Problem statement:
Copy the part of the horse domestication excerpt starting with "That’s when a" and going on through "those in Russia.".

But their analysis of 475 ancient horse genomes showed a notable change around 4,200 years ago.

That’s when a specific lineage that first arose in what’s known as the Pontic-Caspian Steppe, a plains region that stretches from what is now northeastern Bulgaria across Ukraine and through southern Russia, began to pop up all across Eurasia and quickly replaced other lineages. Within three hundred years, the horses in Spain were similar to those in Russia.

"We saw this genetic type spreading almost everywhere in Eurasia — clearly this horse type that was local became global very fast," said co-author Ludovic Orlando, a molecular archaeologist at the Centre for Anthropobiology and Genomics of Toulouse in France.

The researchers believe that this change was because a Bronze Age people called the Sintashta had domesticated their local horse and begun to use these animals to help them dramatically expand their territory.

Domesticating wild horses on the plains of Eurasia was a process, not a single event, scientists say.

Archaeologists have previously found evidence of people consuming horse milk in dental remains dating to around 5,500 years ago, and the earliest evidence of horse ridership dates to around 5,000 years ago. But it was the Sintashta who spread the particular horses they had domesticated across Eurasia, the new study suggests.

Researchers believe the very earliest horse ancestors arose in North America, then sauntered across the Bering Strait into Asia around a million years ago. They flourished in Asia, but went extinct in the Americas.

People had domesticated other animals several thousand years before horses — including dogs, pigs, cattle, goats and sheep. But the new research shows that the shrinking genetic diversity associated with domestication happened much faster in horses.

"Humans changed the horse genome stunningly quickly, perhaps because we already had experience dealing with animals," said Laurent Frantz, who studies the genetics of ancient creatures at the Ludwig Maximilian University of Munich and was not involved in the study.

"It shows the special place of horses in human societies."

Provided material:

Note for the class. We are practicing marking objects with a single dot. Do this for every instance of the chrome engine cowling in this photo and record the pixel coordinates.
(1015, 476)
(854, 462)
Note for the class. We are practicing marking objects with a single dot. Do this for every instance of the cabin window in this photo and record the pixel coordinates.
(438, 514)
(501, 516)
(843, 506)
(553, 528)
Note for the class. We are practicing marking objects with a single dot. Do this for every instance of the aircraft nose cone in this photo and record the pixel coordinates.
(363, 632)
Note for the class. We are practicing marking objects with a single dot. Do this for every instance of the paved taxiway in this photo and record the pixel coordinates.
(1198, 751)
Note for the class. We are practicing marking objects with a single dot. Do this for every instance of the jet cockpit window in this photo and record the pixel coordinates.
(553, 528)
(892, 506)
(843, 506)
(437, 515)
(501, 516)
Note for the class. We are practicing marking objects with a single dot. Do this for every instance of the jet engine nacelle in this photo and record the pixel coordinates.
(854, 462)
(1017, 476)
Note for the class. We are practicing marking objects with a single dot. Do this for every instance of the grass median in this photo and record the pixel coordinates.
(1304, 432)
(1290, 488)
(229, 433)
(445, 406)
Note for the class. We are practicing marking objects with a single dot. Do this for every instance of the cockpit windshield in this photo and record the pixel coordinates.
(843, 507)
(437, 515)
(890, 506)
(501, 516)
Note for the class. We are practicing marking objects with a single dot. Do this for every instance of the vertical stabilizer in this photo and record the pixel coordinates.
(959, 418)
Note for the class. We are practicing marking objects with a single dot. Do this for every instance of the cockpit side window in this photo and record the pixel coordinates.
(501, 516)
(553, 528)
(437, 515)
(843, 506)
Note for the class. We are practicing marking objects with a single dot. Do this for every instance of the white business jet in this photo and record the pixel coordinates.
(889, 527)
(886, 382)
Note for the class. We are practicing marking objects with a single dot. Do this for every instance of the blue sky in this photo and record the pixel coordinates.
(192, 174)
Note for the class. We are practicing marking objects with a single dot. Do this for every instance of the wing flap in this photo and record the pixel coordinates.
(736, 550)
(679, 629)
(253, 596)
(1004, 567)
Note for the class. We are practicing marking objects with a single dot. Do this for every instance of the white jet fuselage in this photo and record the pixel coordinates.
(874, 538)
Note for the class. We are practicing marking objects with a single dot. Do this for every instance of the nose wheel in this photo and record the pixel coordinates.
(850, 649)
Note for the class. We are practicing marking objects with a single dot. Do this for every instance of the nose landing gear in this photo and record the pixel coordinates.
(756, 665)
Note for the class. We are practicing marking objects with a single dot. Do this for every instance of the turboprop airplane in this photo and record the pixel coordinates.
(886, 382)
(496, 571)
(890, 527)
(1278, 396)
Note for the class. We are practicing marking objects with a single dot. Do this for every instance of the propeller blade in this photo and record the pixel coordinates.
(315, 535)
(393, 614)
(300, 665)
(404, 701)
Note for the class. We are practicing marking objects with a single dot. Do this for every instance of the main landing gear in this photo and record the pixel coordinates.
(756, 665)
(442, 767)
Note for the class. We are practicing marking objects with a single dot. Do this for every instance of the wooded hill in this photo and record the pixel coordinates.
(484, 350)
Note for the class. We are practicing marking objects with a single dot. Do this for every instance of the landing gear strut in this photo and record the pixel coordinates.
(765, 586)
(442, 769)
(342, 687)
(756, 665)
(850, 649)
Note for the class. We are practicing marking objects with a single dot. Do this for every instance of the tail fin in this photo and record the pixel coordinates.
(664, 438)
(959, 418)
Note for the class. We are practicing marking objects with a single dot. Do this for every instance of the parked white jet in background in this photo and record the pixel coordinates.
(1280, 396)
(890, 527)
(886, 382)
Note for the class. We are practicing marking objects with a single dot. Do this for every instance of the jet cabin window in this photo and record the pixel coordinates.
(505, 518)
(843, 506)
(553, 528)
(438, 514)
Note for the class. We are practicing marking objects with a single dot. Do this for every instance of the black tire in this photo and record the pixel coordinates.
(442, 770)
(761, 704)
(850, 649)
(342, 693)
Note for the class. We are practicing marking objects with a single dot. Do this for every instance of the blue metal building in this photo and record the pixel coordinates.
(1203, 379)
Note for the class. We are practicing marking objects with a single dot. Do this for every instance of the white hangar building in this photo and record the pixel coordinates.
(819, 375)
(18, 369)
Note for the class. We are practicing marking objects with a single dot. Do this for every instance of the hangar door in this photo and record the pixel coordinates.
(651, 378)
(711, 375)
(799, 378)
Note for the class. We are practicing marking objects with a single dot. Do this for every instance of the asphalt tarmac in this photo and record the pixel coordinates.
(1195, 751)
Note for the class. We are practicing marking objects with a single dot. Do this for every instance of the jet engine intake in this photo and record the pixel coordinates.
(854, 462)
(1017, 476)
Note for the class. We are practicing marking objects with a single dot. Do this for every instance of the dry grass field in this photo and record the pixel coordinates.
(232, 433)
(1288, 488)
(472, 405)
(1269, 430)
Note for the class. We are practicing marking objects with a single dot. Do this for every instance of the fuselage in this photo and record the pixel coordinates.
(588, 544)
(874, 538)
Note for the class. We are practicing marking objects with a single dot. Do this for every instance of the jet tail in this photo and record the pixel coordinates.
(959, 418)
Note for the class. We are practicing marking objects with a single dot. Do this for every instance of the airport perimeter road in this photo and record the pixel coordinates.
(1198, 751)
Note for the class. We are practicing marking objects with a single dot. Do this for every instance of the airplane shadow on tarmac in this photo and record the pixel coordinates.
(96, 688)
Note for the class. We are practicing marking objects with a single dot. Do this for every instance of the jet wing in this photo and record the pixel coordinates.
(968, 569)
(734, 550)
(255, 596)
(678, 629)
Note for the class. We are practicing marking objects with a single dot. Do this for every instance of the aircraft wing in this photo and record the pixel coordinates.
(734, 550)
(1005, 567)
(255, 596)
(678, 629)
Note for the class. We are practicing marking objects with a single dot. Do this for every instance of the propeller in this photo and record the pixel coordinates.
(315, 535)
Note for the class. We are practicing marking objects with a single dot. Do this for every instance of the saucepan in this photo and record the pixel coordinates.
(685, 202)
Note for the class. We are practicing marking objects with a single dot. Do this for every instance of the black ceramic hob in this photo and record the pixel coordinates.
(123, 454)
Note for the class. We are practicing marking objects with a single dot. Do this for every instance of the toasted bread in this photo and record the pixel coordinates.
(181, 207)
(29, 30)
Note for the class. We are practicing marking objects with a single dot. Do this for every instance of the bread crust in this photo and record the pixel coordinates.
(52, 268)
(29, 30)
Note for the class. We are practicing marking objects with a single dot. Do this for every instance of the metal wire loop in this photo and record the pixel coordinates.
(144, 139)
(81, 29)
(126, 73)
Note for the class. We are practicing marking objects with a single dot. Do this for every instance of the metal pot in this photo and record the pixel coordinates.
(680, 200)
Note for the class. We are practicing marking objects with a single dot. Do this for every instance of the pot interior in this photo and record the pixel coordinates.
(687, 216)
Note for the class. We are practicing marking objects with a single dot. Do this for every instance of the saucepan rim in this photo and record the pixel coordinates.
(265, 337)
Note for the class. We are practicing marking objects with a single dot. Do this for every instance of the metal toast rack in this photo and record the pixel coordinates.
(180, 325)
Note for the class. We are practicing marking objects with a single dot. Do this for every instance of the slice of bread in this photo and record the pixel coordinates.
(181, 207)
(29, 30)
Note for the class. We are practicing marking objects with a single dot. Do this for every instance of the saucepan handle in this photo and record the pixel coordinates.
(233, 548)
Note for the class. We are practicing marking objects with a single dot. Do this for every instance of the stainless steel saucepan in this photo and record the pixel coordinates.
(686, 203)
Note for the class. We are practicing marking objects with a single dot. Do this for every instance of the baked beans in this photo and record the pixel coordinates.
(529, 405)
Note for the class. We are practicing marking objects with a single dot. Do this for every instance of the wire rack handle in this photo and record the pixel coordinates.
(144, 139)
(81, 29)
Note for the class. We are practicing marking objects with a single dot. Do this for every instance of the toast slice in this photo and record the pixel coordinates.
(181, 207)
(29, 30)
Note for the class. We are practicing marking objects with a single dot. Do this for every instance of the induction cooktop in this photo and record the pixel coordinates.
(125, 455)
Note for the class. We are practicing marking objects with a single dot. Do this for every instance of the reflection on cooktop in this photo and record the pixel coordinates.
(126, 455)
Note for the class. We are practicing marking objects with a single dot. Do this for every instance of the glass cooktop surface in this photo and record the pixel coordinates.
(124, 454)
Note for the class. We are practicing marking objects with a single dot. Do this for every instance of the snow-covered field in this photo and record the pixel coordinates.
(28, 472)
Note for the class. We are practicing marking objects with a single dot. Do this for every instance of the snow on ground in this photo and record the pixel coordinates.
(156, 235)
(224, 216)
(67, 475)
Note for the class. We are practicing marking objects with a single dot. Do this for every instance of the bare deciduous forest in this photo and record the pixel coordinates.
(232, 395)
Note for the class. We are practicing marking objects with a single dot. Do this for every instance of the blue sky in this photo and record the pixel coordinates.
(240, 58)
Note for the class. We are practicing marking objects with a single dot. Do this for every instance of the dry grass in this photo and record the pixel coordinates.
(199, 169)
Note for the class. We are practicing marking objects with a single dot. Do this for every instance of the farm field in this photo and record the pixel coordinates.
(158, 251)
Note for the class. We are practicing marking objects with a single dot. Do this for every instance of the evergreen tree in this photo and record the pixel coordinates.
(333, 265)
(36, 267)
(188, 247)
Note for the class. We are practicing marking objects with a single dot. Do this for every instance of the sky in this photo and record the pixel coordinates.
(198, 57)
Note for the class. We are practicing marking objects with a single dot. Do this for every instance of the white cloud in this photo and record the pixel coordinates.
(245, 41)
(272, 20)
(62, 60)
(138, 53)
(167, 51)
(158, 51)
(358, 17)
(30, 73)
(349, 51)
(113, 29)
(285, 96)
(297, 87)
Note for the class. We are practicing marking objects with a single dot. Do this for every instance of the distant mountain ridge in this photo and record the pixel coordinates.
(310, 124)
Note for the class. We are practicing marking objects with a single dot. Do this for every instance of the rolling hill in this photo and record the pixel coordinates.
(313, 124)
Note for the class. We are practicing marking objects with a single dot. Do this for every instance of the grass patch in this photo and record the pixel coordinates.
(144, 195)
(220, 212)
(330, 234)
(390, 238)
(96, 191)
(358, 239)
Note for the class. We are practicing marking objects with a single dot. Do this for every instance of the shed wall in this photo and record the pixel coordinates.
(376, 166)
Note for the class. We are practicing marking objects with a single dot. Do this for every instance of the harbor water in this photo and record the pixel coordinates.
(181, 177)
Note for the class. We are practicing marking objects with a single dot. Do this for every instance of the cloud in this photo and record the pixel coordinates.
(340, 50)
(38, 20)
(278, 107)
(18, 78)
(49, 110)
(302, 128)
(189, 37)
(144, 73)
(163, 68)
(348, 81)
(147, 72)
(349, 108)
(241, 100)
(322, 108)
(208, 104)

Answer below:
That’s when a specific lineage that first arose in what’s known as the Pontic-Caspian Steppe, a plains region that stretches from what is now northeastern Bulgaria across Ukraine and through southern Russia, began to pop up all across Eurasia and quickly replaced other lineages. Within three hundred years, the horses in Spain were similar to those in Russia.